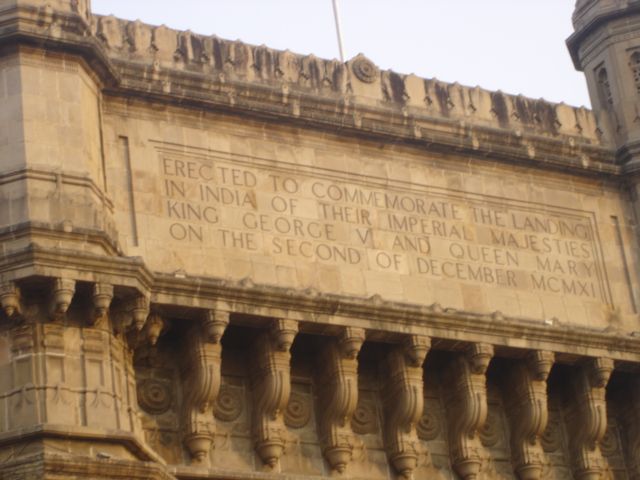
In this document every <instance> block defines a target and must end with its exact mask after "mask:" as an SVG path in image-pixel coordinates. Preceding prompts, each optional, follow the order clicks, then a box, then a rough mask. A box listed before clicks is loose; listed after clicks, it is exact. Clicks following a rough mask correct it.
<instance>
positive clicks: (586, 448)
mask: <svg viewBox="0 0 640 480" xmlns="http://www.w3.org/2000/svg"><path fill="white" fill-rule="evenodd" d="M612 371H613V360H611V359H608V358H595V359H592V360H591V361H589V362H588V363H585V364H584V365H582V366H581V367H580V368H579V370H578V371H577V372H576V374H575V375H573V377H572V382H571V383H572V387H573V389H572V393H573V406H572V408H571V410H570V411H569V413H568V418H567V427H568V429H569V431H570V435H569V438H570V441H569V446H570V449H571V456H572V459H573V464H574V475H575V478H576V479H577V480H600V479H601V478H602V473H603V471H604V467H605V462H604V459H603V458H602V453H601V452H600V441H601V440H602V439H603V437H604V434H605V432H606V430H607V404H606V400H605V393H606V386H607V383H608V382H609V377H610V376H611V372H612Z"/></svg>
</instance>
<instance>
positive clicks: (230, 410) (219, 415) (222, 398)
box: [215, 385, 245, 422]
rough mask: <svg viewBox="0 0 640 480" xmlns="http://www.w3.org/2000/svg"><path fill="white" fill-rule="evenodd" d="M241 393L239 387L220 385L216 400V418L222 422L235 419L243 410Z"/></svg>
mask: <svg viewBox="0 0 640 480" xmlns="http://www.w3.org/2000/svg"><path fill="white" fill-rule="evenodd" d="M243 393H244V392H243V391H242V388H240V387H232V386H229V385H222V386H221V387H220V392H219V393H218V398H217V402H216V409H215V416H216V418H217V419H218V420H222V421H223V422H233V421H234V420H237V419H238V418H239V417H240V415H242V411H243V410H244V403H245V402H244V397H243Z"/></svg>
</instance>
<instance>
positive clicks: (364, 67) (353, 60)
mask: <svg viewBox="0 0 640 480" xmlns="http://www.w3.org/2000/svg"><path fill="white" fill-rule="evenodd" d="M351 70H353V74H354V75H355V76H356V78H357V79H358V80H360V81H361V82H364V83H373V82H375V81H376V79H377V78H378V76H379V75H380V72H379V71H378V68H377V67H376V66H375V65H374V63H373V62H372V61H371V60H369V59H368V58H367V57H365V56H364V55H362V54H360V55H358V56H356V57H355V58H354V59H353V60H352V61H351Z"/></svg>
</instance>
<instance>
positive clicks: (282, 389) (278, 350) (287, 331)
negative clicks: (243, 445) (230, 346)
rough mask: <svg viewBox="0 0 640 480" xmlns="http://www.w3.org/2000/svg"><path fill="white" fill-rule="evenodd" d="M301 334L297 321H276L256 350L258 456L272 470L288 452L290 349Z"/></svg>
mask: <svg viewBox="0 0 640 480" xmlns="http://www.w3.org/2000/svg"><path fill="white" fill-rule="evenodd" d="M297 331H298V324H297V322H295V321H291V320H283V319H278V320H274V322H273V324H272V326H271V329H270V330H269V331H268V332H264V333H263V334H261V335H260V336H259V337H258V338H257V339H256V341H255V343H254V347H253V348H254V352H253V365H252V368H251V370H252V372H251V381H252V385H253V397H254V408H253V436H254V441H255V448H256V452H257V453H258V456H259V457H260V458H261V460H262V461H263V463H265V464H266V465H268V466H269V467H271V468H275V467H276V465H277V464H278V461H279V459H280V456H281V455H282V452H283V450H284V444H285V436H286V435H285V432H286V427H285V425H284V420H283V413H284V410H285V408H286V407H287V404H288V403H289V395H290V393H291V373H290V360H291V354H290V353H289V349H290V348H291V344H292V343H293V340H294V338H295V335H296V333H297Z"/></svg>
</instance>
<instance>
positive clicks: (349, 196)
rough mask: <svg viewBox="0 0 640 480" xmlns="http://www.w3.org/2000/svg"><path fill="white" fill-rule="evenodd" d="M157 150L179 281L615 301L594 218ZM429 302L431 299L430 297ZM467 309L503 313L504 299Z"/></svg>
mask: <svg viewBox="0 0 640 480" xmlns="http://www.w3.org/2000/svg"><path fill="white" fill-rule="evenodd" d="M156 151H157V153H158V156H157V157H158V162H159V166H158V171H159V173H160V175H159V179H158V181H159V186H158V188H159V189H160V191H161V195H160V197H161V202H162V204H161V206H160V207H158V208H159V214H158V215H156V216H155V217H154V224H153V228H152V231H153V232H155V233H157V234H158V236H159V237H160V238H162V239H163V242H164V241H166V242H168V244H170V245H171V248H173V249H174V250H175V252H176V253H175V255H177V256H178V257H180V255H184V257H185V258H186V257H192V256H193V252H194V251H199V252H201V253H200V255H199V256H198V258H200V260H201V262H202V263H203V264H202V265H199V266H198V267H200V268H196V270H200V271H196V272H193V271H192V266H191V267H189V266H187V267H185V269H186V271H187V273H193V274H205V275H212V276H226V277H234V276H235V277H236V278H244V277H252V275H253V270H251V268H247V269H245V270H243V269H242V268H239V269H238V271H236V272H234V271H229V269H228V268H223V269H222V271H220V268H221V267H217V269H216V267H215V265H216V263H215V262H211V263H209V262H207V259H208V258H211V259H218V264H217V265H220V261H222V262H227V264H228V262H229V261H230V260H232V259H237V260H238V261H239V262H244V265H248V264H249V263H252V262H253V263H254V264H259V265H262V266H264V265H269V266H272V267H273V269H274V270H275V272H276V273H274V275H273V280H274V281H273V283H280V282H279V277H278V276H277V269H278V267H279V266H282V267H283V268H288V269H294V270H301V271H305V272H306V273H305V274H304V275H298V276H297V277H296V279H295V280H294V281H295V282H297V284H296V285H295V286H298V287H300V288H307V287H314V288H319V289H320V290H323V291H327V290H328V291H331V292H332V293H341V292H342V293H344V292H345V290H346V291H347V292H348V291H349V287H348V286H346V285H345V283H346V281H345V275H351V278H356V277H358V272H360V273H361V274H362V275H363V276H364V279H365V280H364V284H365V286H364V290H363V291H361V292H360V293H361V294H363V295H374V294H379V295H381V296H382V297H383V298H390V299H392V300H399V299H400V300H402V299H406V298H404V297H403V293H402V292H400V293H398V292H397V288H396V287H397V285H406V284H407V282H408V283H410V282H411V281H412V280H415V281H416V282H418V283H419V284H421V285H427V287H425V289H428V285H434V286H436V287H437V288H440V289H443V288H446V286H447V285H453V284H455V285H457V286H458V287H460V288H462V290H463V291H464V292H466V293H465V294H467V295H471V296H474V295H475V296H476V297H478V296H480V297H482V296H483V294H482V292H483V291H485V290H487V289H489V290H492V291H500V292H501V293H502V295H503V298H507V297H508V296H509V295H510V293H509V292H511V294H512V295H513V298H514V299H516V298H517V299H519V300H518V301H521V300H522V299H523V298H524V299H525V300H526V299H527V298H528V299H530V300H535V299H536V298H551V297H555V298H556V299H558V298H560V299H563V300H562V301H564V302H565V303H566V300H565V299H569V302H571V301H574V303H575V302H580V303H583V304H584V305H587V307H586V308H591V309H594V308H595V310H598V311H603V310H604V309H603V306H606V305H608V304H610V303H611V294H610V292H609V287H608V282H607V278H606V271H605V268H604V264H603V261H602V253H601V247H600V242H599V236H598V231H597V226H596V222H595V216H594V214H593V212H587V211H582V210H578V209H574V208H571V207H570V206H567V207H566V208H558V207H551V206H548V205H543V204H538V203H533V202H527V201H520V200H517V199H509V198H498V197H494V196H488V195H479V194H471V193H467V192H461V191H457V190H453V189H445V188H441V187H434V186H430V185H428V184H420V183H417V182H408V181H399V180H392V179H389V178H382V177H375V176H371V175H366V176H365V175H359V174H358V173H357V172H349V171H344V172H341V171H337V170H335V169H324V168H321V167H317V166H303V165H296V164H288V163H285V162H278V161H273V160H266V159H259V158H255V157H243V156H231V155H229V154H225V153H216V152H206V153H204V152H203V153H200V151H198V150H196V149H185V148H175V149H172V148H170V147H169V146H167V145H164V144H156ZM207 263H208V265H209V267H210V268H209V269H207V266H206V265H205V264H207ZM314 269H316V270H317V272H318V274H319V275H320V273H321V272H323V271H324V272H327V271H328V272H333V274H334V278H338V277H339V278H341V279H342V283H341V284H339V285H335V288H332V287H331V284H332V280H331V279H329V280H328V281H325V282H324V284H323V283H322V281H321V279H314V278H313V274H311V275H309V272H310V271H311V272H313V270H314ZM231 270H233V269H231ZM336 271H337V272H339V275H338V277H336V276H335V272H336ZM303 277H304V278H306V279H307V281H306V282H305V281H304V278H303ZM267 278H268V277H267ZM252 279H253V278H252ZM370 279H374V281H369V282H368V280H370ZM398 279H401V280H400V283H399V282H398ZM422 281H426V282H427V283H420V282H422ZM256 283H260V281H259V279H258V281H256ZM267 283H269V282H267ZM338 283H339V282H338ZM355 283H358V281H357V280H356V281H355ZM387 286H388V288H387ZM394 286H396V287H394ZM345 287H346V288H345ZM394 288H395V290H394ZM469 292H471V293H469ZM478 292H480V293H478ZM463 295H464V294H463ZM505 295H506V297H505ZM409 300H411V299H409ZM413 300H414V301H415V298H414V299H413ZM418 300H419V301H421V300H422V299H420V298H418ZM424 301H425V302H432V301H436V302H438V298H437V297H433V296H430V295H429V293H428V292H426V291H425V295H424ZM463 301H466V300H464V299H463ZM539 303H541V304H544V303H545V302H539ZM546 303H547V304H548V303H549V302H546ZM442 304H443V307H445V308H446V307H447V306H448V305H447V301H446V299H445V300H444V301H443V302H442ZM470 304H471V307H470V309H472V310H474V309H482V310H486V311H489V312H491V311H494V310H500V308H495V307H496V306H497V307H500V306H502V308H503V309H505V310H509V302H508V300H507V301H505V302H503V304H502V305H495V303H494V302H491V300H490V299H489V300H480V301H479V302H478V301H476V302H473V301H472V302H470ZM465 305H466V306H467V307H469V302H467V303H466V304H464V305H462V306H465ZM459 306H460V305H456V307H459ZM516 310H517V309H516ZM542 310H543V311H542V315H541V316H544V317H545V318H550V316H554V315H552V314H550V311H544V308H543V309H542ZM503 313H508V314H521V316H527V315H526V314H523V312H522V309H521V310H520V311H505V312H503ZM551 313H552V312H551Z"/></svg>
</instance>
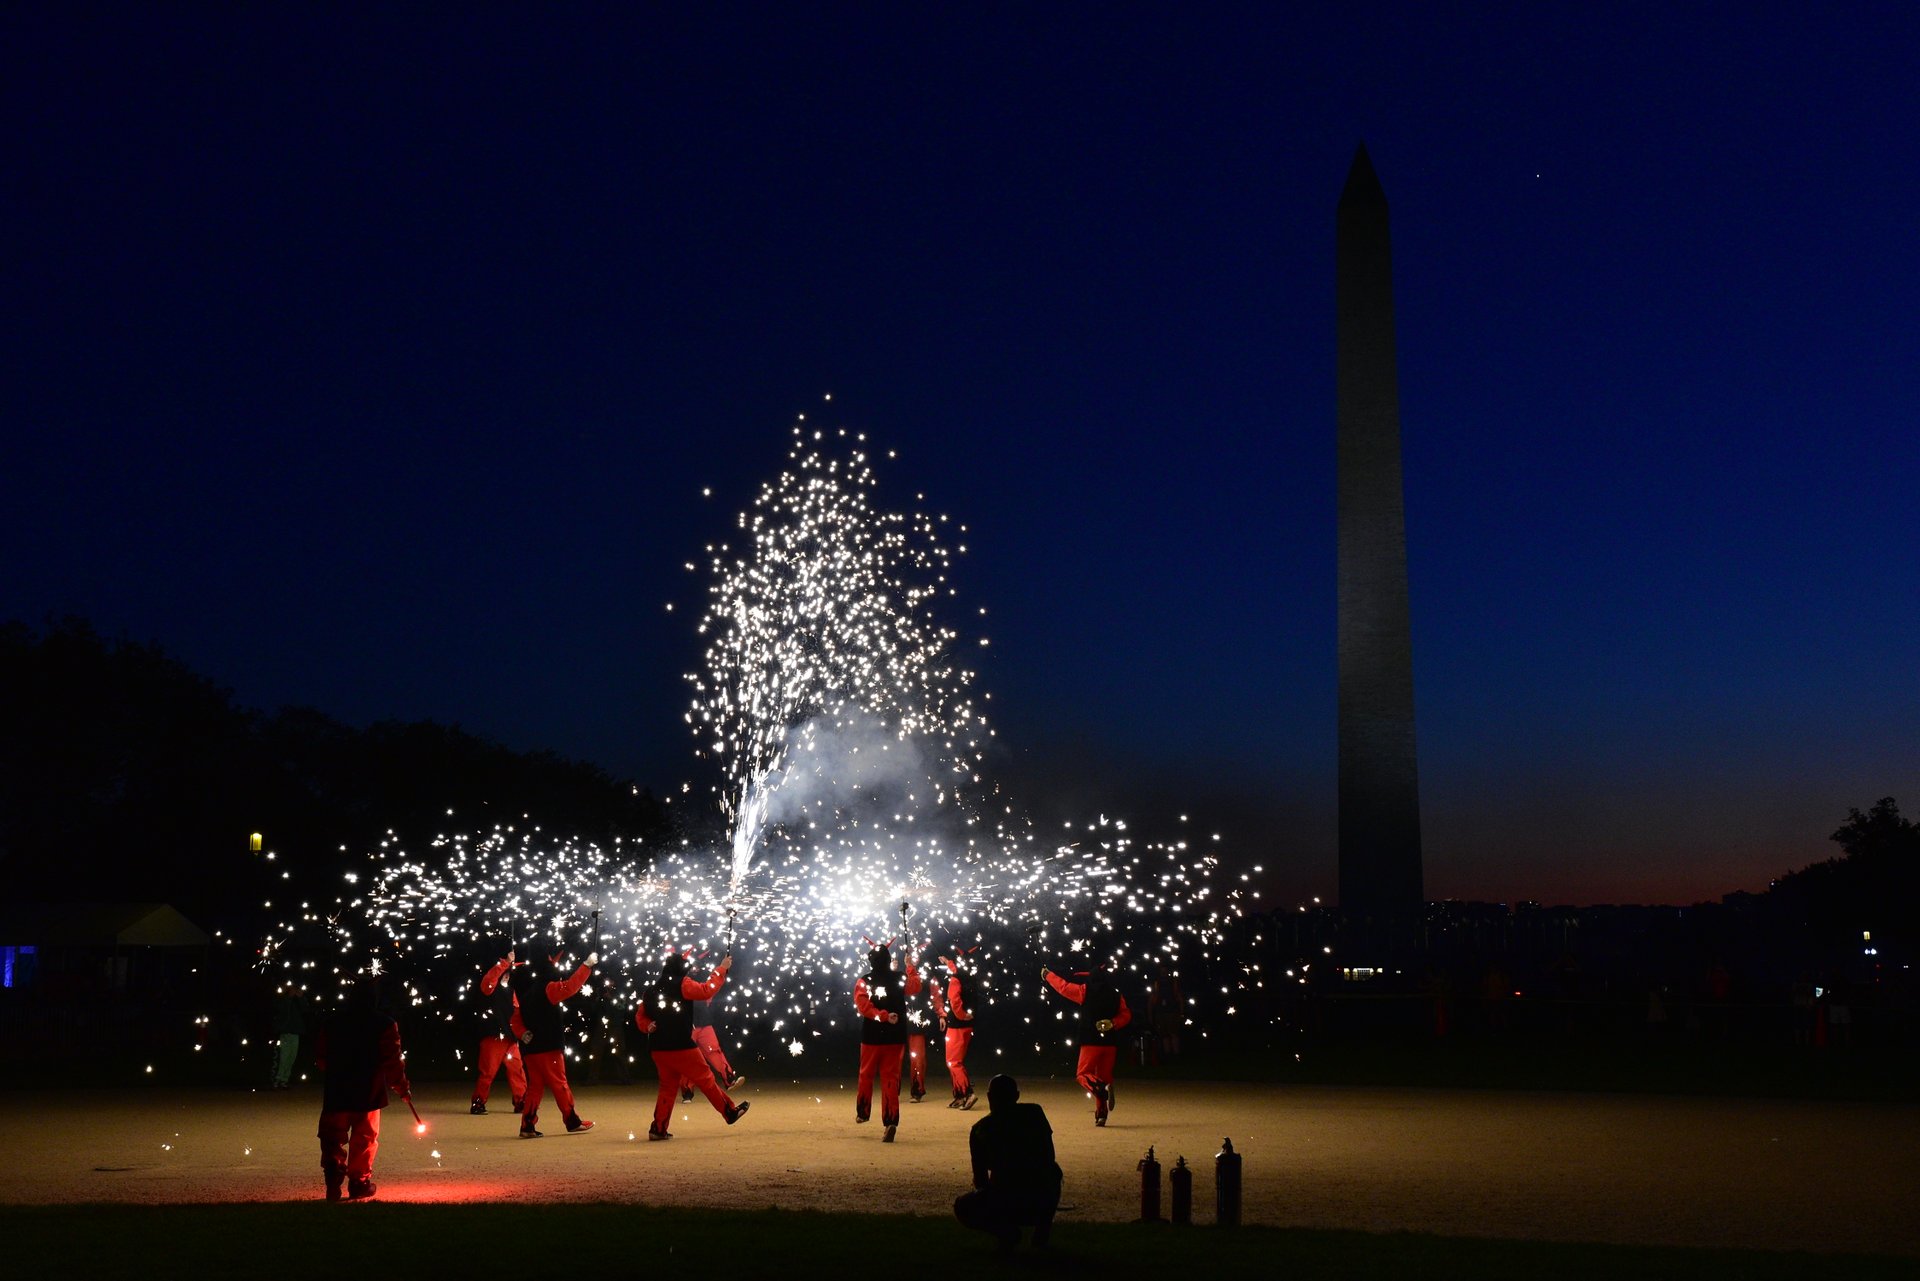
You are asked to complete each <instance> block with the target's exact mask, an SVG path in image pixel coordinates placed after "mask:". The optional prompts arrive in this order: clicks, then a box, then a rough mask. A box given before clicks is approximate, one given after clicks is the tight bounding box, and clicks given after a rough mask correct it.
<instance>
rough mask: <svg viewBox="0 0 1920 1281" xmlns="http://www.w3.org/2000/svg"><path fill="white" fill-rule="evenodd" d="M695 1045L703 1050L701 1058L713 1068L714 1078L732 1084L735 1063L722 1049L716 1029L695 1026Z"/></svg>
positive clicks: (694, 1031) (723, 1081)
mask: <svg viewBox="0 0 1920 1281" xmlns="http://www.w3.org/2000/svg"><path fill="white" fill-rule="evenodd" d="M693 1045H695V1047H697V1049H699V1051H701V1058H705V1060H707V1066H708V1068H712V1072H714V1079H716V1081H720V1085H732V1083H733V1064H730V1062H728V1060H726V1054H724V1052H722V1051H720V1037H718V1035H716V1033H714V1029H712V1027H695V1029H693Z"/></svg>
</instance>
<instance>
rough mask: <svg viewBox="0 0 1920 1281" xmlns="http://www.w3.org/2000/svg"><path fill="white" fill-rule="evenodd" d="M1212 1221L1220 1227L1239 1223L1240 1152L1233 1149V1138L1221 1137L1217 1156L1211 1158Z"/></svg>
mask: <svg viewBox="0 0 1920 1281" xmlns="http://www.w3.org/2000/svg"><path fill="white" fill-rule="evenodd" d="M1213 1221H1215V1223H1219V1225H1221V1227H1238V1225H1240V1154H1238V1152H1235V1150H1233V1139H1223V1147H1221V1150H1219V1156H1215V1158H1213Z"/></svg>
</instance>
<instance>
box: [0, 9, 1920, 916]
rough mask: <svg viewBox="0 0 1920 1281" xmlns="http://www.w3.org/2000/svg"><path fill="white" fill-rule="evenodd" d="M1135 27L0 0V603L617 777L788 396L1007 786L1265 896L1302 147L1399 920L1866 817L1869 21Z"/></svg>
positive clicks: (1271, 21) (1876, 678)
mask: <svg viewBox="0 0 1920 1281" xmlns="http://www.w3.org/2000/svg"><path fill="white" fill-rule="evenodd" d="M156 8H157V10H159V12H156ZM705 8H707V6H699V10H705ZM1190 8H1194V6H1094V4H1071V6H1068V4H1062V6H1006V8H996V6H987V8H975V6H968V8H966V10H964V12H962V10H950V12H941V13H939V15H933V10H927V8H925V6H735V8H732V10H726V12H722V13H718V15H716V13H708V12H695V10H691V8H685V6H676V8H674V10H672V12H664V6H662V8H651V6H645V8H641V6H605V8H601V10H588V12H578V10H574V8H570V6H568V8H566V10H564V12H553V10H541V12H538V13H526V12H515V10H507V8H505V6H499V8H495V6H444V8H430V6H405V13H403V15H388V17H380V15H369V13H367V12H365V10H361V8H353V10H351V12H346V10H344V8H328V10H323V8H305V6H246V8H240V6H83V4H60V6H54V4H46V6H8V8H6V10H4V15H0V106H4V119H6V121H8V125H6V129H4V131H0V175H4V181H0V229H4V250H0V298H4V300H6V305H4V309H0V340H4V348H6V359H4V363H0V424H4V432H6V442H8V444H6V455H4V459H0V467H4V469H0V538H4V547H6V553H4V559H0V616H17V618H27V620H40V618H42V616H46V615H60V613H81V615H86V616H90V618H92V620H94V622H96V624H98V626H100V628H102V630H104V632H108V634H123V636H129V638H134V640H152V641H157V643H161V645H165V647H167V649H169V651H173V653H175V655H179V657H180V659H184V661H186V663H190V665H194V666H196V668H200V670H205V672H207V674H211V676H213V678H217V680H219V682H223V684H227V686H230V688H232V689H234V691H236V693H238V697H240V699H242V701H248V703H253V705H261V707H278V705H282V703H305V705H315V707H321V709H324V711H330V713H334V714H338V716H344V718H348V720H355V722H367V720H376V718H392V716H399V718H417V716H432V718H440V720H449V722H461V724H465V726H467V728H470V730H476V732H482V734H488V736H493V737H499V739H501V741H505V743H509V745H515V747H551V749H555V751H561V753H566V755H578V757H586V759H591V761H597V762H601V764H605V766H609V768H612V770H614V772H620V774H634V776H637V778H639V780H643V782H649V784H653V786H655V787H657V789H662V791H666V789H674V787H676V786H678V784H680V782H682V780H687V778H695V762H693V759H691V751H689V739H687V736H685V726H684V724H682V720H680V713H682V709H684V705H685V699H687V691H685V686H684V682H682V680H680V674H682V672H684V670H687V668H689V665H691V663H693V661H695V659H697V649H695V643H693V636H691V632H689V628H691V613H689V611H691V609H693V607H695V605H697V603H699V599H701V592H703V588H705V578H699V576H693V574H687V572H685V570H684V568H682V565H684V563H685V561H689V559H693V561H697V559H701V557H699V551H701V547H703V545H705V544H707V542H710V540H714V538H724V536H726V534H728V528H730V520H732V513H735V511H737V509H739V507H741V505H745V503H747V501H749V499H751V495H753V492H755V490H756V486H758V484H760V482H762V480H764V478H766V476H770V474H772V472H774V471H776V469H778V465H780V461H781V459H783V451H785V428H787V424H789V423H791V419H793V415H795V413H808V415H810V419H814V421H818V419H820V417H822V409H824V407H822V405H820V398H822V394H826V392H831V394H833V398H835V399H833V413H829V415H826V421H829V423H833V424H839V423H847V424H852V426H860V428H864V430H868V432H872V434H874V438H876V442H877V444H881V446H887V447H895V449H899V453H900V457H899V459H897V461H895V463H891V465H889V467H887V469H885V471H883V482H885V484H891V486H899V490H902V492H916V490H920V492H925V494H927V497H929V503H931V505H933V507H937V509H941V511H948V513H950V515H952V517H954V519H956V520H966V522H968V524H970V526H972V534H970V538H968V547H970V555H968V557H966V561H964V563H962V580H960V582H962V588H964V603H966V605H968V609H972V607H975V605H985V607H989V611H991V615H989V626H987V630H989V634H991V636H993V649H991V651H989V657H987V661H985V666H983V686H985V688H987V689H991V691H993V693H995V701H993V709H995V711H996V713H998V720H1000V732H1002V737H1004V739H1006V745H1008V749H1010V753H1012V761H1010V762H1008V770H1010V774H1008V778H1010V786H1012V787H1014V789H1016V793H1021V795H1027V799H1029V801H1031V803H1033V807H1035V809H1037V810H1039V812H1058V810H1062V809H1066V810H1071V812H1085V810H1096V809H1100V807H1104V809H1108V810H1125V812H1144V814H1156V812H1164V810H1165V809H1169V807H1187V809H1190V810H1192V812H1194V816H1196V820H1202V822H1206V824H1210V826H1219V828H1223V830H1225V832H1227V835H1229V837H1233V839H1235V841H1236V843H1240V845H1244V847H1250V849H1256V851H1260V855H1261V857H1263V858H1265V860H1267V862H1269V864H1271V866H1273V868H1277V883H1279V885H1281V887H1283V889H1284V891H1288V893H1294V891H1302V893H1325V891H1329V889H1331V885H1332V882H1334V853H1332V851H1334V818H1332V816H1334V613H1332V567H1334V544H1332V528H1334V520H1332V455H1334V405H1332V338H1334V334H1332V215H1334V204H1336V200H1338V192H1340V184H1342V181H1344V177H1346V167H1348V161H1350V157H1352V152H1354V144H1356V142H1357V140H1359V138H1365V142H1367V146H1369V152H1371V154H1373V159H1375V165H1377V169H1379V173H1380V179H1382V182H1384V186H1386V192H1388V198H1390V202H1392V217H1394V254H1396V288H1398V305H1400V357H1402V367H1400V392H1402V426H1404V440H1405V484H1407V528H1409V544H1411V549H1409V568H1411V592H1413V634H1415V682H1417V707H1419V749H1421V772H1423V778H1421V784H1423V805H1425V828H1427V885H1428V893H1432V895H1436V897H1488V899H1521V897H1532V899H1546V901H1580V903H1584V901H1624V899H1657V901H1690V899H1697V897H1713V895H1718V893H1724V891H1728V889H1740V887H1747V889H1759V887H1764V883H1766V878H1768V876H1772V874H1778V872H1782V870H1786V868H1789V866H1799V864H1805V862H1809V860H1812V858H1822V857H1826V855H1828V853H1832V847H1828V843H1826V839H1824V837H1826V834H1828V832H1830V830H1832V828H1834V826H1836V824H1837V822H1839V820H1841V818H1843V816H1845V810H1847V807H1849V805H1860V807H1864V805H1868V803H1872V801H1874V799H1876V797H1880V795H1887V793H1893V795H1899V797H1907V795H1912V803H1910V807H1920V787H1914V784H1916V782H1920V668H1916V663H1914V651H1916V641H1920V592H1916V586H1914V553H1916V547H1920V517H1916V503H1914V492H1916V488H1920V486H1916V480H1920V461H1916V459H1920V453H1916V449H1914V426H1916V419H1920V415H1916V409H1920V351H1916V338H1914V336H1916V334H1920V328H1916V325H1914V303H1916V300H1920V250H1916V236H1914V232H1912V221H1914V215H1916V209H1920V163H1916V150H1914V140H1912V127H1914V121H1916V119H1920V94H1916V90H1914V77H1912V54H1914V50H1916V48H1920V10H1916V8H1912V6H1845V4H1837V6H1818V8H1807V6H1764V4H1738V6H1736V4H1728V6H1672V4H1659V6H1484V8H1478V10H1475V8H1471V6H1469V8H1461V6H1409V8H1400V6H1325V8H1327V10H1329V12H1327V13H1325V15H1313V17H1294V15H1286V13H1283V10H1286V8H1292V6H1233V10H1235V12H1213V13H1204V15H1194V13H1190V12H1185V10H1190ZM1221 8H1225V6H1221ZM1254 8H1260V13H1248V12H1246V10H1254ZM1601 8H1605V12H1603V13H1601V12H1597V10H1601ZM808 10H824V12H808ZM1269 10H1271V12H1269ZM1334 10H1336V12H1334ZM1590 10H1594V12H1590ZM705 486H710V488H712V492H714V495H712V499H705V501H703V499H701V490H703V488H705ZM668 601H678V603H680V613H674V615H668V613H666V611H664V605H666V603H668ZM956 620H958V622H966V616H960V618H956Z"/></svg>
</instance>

::::::::

§ **What this task involves**
Copy out every line in the records that contains the word "order".

§ **Exercise result**
In this document every <instance> block defines a target and must end with its exact mask after "mask:" as an SVG path in image-pixel coordinates. Preceding prompts, each optional, follow the order clicks, then a box, then a rough mask. A box listed before clicks is loose; listed after clicks, it is exact. Clicks following a rough mask correct it.
You are asked to complete each <instance> block with the target's exact mask, an SVG path in image pixel coordinates placed after "mask:". The optional prompts arrive in this order: clicks, then a box, then a rough mask. A box given before clicks is approximate, one given after clicks is the tight bounding box, and clicks given after a rough mask correct it.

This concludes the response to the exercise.